:: PAGE

Ces Réflexions sont une critique du malaise qui affecte désormais le polo, le jeu argentin par excellence, couplée à un vaste ensemble de propositions pour changer les règles (ou retourner aux règles originelles, depuis lors abandonnées, de l’époque où le polo n’était pas encore ce qu’il est aujourd’hui), pour retrouver la magie que ce sport aurait perdue selon Tanoira.

L’auteur est réellement en mesure de porter ces jugements. Né en 1971, il a commencé à jouer au polo en tant que professionnel à 15 ans avec l’équipe White Birch à Palm Beach, formé par Gonzalo Pieres. Il a gagné la Coupe d’Or Rolex avec Revlon en 1992, et a concouru pour l’Open d’Argentine en 2000 et 2001. De handicap 7 à 38 ans, il entend analyser le polo non comme un joueur vieillissant et nostalgique d’une certaine gloire passée mais en tant que pair de ceux qui dominent le polo mondial actuel.

::::

TÂCHE A:
Renvoyez chaque ligne des enregistrements qui contient le mot "pole", en tenant compte de la casse.
Les enregistrements n'ont aucun rapport avec le texte sur le polo.

:: DONNÉES FOURNIES

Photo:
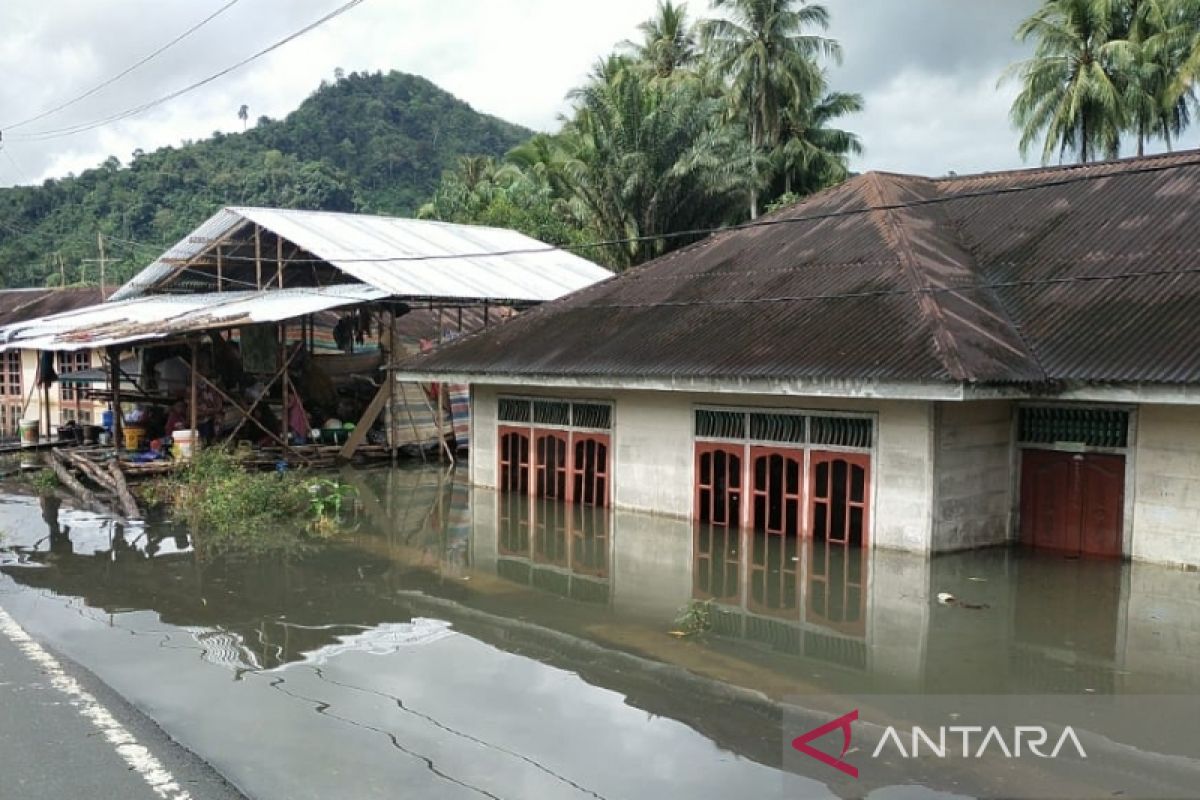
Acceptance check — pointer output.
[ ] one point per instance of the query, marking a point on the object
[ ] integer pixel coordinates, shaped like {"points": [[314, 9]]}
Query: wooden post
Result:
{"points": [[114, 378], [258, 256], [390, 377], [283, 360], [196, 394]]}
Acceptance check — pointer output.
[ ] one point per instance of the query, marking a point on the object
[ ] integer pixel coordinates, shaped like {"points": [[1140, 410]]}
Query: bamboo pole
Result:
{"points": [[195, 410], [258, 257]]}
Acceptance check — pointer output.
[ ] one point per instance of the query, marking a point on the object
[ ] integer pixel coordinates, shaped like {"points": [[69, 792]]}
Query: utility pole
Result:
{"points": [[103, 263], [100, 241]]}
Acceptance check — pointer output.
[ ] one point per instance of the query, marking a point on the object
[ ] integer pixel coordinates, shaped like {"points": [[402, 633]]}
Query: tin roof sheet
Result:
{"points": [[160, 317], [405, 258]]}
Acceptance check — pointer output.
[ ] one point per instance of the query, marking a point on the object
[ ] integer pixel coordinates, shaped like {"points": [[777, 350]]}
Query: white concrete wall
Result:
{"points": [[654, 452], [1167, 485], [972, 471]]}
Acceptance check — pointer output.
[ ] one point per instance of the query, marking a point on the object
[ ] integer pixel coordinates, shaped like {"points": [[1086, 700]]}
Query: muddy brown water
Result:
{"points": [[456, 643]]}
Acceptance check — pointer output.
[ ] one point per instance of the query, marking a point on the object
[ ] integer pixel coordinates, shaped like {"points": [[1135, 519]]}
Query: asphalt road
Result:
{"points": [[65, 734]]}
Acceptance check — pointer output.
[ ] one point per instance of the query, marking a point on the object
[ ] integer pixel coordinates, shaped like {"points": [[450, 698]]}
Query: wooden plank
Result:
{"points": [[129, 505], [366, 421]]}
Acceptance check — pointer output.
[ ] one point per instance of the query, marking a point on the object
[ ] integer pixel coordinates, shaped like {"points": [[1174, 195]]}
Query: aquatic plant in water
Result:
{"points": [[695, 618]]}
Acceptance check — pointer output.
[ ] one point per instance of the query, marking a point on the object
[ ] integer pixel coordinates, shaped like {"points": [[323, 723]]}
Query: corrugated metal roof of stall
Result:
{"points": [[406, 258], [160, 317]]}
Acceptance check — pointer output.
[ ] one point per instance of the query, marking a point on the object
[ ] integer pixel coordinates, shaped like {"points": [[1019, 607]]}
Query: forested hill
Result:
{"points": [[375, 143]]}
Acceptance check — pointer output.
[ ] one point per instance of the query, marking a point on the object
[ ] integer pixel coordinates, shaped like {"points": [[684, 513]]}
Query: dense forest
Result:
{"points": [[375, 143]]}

::::

TÂCHE B:
D'après le texte sur le polo, pourquoi l'auteur est-il réellement en mesure de porter ces jugements ?

RÉPONSE RÉDIGÉE A:
Query: bamboo pole
Query: utility pole

RÉPONSE RÉDIGÉE B:
Il joue au polo en professionnel depuis l'âge de 15 ans. Il a été formé par Gonzalo Pieres au sein de l'équipe White Birch à Palm Beach, puis a gagné la Coupe d'Or Rolex avec Revlon en 1992 et concouru pour l'Open d'Argentine en 2000 et 2001. Avec un handicap 7 à 38 ans, il s'exprime en pair de ceux qui dominent le polo mondial actuel.